> [Exercise]: Once you have read the entries below, repeat all of them exactly.

> [Data extracts]:

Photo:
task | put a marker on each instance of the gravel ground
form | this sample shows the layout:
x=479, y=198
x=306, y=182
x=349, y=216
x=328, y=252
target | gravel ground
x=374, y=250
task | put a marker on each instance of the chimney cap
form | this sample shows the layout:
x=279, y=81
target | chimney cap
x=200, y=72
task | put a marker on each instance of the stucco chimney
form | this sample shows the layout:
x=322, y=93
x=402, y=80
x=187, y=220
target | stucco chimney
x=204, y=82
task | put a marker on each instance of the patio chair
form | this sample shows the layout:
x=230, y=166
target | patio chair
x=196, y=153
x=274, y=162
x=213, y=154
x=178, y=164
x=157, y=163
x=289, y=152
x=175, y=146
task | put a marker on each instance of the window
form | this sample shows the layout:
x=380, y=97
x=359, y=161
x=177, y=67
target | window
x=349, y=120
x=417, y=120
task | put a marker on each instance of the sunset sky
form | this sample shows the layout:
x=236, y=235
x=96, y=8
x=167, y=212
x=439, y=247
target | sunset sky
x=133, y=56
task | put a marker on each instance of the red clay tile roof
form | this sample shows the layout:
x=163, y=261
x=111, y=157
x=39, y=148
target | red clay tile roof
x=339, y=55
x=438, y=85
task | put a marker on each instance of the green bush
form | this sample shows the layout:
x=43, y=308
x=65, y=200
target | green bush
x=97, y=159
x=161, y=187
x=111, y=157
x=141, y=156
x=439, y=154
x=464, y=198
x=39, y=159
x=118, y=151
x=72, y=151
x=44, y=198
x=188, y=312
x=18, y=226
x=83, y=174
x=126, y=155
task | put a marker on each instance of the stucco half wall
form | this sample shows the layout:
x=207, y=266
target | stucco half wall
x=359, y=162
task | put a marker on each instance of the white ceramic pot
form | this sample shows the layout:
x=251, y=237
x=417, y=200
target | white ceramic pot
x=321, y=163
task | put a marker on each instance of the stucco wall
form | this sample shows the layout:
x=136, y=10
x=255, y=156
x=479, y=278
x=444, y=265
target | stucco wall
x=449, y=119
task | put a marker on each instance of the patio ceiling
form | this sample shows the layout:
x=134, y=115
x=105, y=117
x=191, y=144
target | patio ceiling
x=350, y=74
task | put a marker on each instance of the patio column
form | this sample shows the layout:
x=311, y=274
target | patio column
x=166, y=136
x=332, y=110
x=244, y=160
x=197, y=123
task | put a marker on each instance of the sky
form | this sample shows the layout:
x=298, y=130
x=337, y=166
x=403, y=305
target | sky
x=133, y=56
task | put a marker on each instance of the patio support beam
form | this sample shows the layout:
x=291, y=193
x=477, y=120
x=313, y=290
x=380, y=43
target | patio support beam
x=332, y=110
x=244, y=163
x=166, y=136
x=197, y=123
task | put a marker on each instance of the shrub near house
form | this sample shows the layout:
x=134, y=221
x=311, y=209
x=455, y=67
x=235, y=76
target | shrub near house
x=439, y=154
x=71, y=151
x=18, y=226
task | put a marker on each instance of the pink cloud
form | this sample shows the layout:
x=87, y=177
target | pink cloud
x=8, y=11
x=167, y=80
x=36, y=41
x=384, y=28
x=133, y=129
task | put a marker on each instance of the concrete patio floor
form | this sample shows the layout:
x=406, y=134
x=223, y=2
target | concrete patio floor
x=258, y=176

> [Completed task]:
Photo:
task | put a marker on each instance of the gravel ground
form | this sample shows the layout:
x=479, y=198
x=306, y=182
x=349, y=216
x=328, y=252
target | gravel ground
x=374, y=250
task | put a marker on each instance of the chimney cap
form | this sample shows the layout:
x=279, y=81
target | chimney cap
x=200, y=72
task | put a marker on each instance of the stucco chimney
form | this sample shows the layout:
x=322, y=93
x=402, y=80
x=187, y=220
target | stucco chimney
x=204, y=82
task | put a marker on each instance of the patio chair
form | this sample shows the layout:
x=230, y=166
target | patio chair
x=196, y=153
x=274, y=162
x=213, y=154
x=178, y=164
x=157, y=163
x=289, y=152
x=175, y=146
task | put a marker on each instance of the window
form | this sample shows the layout:
x=380, y=97
x=359, y=161
x=177, y=67
target | window
x=349, y=120
x=417, y=120
task | put a marker on each instance of the sunset sky
form | this sample shows the layout:
x=236, y=235
x=96, y=8
x=167, y=212
x=439, y=247
target | sunset sky
x=133, y=56
task | put a marker on each instance of the red clay tile roof
form | this sample shows the layout:
x=163, y=261
x=111, y=157
x=39, y=148
target | red clay tile roof
x=339, y=55
x=438, y=85
task | put a marker on each instance of the green bush
form | this sample shows the layout:
x=43, y=308
x=65, y=200
target | green bush
x=97, y=159
x=161, y=187
x=111, y=157
x=141, y=156
x=439, y=154
x=464, y=198
x=39, y=159
x=118, y=151
x=72, y=151
x=44, y=198
x=188, y=312
x=18, y=226
x=83, y=174
x=126, y=155
task | put a marker on each instance of the stucco half wall
form | this sample shows the layout:
x=207, y=266
target | stucco half wall
x=359, y=162
task | put a marker on each instance of the white ceramic pot
form | this sample shows the layout:
x=251, y=237
x=417, y=200
target | white ceramic pot
x=321, y=163
task | put a marker on each instance of the stucco wall
form | this sample shows the layout:
x=136, y=10
x=255, y=156
x=479, y=278
x=444, y=265
target | stucco wall
x=449, y=119
task | put a marker on each instance of the patio ceiling
form | this sample shows the layout:
x=134, y=115
x=105, y=117
x=191, y=144
target | patio ceiling
x=350, y=74
task | put a marker on each instance of the patio column
form | this sample shows the layout:
x=311, y=274
target | patio column
x=166, y=136
x=332, y=110
x=244, y=160
x=197, y=123
task | put a marker on each instance of the sky
form | this sample shows the layout:
x=298, y=130
x=337, y=166
x=403, y=305
target | sky
x=133, y=56
task | put a marker on each instance of the patio support beam
form | this sample shows the layout:
x=291, y=193
x=477, y=120
x=313, y=290
x=380, y=43
target | patio support beam
x=332, y=110
x=244, y=163
x=166, y=136
x=197, y=123
task | put a marker on each instance of the shrub near house
form | this sample shows the layout:
x=134, y=221
x=311, y=209
x=455, y=67
x=235, y=76
target | shrub near house
x=439, y=154
x=71, y=151
x=18, y=226
task | put a marker on each instance of the pink cloud
form | this sample shows the layout:
x=87, y=177
target | pink cloud
x=8, y=11
x=167, y=80
x=36, y=41
x=384, y=28
x=133, y=129
task | put a marker on each instance of the concrete patio floor
form | this sample shows the layout:
x=406, y=134
x=223, y=2
target | concrete patio floor
x=258, y=176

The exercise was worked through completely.